- TASK ITEM A
Answer these about the de-extinction passage:
(i) At which university does Beth Shapiro work as a biologist?
(ii) In what year did Shapiro give her interview to Smithsonian Magazine?
(iii) What did the woolly mammoth once fertilize?
- TASK ITEM B
Can you reproduce the stretch of the de-extinction passage from "If we want to" through "icy and barren." word for word?

- READING PASSAGE

Reviving extinct keystone species, then, could help us preserve biodiversity, and, possibly, the ecosystems as a whole.

To Preserve the Planet

Bringing now-dead species back to life might help Earth survive in the long run. At least, that's what Beth Shapiro, a biologist at the University of California, Santa Cruz, thinks. Shapiro has worked on several de-extinction projects (including the moa's). In a 2015 interview with Smithsonian Magazine, Shapiro said she believed that land conservation efforts are simply not enough to preserve the planet. Much of the world's biodiversity has been lost as a result of human interference: either directly via practices like deforestation, or indirectly, through our refusal to accept the realities of climate change.

If we want to get an idea of what happens to the world's ecosystems after a major climate shift, we need not look further than previous extinction events. The woolly mammoth, for example, used to fertilize the grasslands of Siberia; after it went extinct, the entire region became icy and barren.

"De-extinction may not be the answer to the biodiversity crisis that we are facing today, but the technologies that are being developed in the name of de-extinction may become powerful new tools in an active conservation regime," Shapiro told Smithsonian. "Why not provide populations a little bit of genomic assistance so they can survive in a world that is changing too quickly for natural evolutionary processes to keep up?"

Considering that humans have, for millennia, pushed out species that were here long before us... that seems like the very least we could do.

- PROVIDED INFORMATION
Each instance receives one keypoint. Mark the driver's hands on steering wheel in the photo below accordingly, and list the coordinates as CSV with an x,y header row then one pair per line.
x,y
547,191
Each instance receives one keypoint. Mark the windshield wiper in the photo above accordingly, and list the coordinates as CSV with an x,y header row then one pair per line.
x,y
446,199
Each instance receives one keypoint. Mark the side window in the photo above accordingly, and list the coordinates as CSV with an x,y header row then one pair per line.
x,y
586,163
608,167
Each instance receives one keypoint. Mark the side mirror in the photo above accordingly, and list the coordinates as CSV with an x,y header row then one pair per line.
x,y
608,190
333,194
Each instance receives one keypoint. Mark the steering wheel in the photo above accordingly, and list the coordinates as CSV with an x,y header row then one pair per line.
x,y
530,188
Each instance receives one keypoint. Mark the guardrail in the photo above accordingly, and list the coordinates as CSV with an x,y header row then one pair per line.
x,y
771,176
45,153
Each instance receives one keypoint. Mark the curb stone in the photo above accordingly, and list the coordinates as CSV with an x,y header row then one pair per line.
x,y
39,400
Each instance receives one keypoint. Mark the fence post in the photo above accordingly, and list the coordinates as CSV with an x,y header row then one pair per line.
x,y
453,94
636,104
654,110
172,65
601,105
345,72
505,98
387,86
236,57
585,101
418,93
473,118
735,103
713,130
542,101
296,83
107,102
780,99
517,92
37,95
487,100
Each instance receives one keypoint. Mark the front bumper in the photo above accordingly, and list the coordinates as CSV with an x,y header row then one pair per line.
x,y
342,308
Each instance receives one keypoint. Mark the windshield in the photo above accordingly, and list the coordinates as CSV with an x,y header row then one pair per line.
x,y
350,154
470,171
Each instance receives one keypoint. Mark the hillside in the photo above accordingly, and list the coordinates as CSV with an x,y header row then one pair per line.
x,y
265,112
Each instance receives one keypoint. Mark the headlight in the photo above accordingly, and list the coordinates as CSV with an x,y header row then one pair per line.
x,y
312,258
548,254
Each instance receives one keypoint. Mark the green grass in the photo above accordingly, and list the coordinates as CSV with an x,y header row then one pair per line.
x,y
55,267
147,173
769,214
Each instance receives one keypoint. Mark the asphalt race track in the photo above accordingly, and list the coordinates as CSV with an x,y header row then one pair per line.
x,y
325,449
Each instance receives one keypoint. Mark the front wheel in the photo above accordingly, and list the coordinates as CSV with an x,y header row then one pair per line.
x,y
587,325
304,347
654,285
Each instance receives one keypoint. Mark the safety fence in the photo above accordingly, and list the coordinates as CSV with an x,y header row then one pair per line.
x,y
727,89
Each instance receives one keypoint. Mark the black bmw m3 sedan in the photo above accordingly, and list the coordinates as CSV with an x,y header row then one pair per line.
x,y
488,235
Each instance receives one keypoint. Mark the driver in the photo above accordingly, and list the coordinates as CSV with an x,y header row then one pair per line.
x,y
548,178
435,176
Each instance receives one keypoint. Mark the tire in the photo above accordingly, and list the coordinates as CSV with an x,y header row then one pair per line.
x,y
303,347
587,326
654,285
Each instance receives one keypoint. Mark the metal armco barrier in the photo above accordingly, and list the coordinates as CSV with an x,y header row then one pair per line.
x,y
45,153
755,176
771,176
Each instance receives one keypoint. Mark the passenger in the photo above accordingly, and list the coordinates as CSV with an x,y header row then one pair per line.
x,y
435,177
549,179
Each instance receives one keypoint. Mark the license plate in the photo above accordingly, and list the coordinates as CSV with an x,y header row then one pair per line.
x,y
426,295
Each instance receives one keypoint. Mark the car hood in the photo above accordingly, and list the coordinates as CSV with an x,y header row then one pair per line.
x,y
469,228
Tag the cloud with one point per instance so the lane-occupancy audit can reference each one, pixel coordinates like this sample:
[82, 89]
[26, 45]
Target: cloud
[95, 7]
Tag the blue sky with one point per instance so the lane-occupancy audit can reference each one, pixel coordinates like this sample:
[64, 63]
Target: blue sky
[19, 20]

- RESULT A
(i) The University of California, Santa Cruz
(ii) 2015
(iii) The grasslands of Siberia

- RESULT B
If we want to get an idea of what happens to the world's ecosystems after a major climate shift, we need not look further than previous extinction events. The woolly mammoth, for example, used to fertilize the grasslands of Siberia; after it went extinct, the entire region became icy and barren.